• _Work instructions_
Quote every entry word for word.

• _Supplied material_
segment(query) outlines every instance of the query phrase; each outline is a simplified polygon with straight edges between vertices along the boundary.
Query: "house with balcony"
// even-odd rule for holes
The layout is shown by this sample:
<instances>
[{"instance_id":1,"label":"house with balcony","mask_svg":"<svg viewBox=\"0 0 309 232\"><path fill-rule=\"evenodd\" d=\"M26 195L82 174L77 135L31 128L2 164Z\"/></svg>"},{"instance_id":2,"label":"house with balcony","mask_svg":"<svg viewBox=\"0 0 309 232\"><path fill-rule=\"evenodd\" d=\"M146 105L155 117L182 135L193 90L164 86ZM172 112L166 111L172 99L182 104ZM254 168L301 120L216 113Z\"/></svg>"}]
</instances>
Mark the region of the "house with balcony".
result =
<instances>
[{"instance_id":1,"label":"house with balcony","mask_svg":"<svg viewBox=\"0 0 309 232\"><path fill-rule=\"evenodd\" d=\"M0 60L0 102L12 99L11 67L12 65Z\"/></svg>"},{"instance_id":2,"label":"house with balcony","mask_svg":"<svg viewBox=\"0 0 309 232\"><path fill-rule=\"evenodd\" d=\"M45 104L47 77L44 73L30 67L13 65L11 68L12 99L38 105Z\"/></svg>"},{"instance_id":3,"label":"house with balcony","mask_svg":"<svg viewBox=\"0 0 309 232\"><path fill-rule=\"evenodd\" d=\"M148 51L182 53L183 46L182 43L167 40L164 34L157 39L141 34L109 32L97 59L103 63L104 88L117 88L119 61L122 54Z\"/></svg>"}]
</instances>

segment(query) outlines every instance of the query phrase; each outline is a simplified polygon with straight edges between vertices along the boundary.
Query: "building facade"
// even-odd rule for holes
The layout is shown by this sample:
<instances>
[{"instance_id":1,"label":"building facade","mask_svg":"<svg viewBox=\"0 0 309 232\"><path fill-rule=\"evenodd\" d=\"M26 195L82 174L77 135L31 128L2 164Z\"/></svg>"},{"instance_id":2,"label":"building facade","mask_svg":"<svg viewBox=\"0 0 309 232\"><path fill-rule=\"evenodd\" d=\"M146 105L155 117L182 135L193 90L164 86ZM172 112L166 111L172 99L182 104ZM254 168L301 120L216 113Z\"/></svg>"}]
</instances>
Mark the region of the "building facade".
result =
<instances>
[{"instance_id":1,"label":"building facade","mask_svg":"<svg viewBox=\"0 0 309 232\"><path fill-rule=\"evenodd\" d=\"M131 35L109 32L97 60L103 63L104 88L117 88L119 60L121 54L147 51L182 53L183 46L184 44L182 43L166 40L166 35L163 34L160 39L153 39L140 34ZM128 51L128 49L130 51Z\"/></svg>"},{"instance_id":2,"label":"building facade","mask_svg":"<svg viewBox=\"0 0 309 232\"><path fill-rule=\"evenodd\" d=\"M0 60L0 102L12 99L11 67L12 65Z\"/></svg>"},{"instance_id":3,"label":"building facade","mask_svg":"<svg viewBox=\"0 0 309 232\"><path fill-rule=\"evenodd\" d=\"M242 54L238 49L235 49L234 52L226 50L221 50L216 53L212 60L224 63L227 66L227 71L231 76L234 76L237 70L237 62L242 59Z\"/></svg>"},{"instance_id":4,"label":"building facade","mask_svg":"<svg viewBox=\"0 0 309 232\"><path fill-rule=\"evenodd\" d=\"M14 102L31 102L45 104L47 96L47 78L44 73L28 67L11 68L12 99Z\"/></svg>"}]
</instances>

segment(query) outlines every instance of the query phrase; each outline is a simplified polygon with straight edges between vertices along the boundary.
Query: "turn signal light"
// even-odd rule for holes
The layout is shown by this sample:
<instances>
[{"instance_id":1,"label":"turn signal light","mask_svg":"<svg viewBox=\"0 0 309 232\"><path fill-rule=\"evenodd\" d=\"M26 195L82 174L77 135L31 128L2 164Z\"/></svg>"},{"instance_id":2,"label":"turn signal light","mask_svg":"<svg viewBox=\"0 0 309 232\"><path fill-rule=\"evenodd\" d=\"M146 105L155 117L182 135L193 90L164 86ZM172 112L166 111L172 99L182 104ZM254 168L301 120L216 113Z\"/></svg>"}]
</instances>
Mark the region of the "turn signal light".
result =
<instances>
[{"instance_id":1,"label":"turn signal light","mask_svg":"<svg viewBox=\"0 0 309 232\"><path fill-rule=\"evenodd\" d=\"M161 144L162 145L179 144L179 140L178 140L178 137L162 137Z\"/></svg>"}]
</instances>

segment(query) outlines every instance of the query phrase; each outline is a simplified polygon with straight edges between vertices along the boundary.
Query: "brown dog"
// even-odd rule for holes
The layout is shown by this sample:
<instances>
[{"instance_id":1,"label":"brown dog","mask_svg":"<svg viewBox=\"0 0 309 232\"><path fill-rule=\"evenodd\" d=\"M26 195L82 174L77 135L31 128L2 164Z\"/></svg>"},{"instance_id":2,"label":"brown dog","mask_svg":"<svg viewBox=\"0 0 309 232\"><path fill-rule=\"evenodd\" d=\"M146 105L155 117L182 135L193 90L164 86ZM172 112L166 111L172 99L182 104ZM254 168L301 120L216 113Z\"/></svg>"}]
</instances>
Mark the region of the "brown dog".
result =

• _Output of the exercise_
segment(query) outlines every instance of the query phrase; each outline is a simplified polygon with straight edges between vertices along the boundary.
Query: "house with balcony"
// even-odd rule for holes
The layout is shown by this sample:
<instances>
[{"instance_id":1,"label":"house with balcony","mask_svg":"<svg viewBox=\"0 0 309 232\"><path fill-rule=\"evenodd\" d=\"M26 195L82 174L77 135L31 128L2 164Z\"/></svg>"},{"instance_id":2,"label":"house with balcony","mask_svg":"<svg viewBox=\"0 0 309 232\"><path fill-rule=\"evenodd\" d=\"M146 105L155 117L182 135L193 90L164 86ZM172 112L166 111L172 99L182 104ZM254 168L301 120L216 113Z\"/></svg>"}]
</instances>
Mark the region of the "house with balcony".
result =
<instances>
[{"instance_id":1,"label":"house with balcony","mask_svg":"<svg viewBox=\"0 0 309 232\"><path fill-rule=\"evenodd\" d=\"M0 60L0 102L12 99L11 67L12 65Z\"/></svg>"},{"instance_id":2,"label":"house with balcony","mask_svg":"<svg viewBox=\"0 0 309 232\"><path fill-rule=\"evenodd\" d=\"M45 104L47 77L44 73L30 67L13 65L11 68L12 99L38 105Z\"/></svg>"},{"instance_id":3,"label":"house with balcony","mask_svg":"<svg viewBox=\"0 0 309 232\"><path fill-rule=\"evenodd\" d=\"M148 51L182 53L183 46L182 43L167 40L164 34L157 39L141 34L109 32L97 59L103 63L104 88L117 88L119 61L122 54Z\"/></svg>"}]
</instances>

segment(query) outlines every instance of the query phrase; each outline is a simplified polygon with straight edges between vertices along the boundary.
Query: "building facade"
// even-odd rule for holes
The layout is shown by this sample:
<instances>
[{"instance_id":1,"label":"building facade","mask_svg":"<svg viewBox=\"0 0 309 232\"><path fill-rule=\"evenodd\" d=\"M26 195L82 174L77 135L31 128L2 164Z\"/></svg>"},{"instance_id":2,"label":"building facade","mask_svg":"<svg viewBox=\"0 0 309 232\"><path fill-rule=\"evenodd\" d=\"M146 105L155 117L182 135L193 90L164 86ZM172 112L166 111L172 99L182 104ZM254 168L301 120L216 113Z\"/></svg>"}]
</instances>
Mark the region of the "building facade".
result =
<instances>
[{"instance_id":1,"label":"building facade","mask_svg":"<svg viewBox=\"0 0 309 232\"><path fill-rule=\"evenodd\" d=\"M131 35L109 32L97 60L103 63L104 88L117 88L119 60L121 54L147 51L182 53L183 46L184 44L182 43L166 40L166 35L163 34L160 39L153 39L140 34ZM128 51L128 49L130 51Z\"/></svg>"},{"instance_id":2,"label":"building facade","mask_svg":"<svg viewBox=\"0 0 309 232\"><path fill-rule=\"evenodd\" d=\"M0 60L0 102L12 99L11 67L12 65Z\"/></svg>"},{"instance_id":3,"label":"building facade","mask_svg":"<svg viewBox=\"0 0 309 232\"><path fill-rule=\"evenodd\" d=\"M242 54L238 49L235 49L234 52L226 50L221 50L216 53L212 60L224 63L227 66L227 71L231 76L234 76L237 70L237 62L242 59Z\"/></svg>"},{"instance_id":4,"label":"building facade","mask_svg":"<svg viewBox=\"0 0 309 232\"><path fill-rule=\"evenodd\" d=\"M14 102L31 102L45 104L47 96L47 78L44 73L28 67L11 68L12 99Z\"/></svg>"}]
</instances>

segment(query) outlines every instance of the query phrase; each outline is a simplified polygon with straight edges between vertices along the boundary.
Query: "turn signal light"
// even-odd rule for holes
The layout is shown by this sample:
<instances>
[{"instance_id":1,"label":"turn signal light","mask_svg":"<svg viewBox=\"0 0 309 232\"><path fill-rule=\"evenodd\" d=\"M26 195L82 174L77 135L31 128L2 164Z\"/></svg>"},{"instance_id":2,"label":"turn signal light","mask_svg":"<svg viewBox=\"0 0 309 232\"><path fill-rule=\"evenodd\" d=\"M146 105L155 117L182 135L193 90L164 86ZM172 112L166 111L172 99L182 104ZM254 168L301 120L216 113Z\"/></svg>"}]
</instances>
Mark the region of the "turn signal light".
result =
<instances>
[{"instance_id":1,"label":"turn signal light","mask_svg":"<svg viewBox=\"0 0 309 232\"><path fill-rule=\"evenodd\" d=\"M161 144L162 145L179 144L179 140L178 140L178 137L162 137Z\"/></svg>"}]
</instances>

segment(query) outlines every instance of the query phrase; each outline is a simplified polygon with straight edges between vertices along the boundary.
Query: "brown dog"
// even-odd rule for holes
The layout is shown by this sample:
<instances>
[{"instance_id":1,"label":"brown dog","mask_svg":"<svg viewBox=\"0 0 309 232\"><path fill-rule=\"evenodd\" d=\"M26 195L82 174L77 135L31 128L2 164Z\"/></svg>"},{"instance_id":2,"label":"brown dog","mask_svg":"<svg viewBox=\"0 0 309 232\"><path fill-rule=\"evenodd\" d=\"M146 105L155 117L182 135L193 90L164 86ZM172 112L166 111L172 99L182 104ZM254 168L301 120L216 113Z\"/></svg>"}]
</instances>
Mark the region of the "brown dog".
result =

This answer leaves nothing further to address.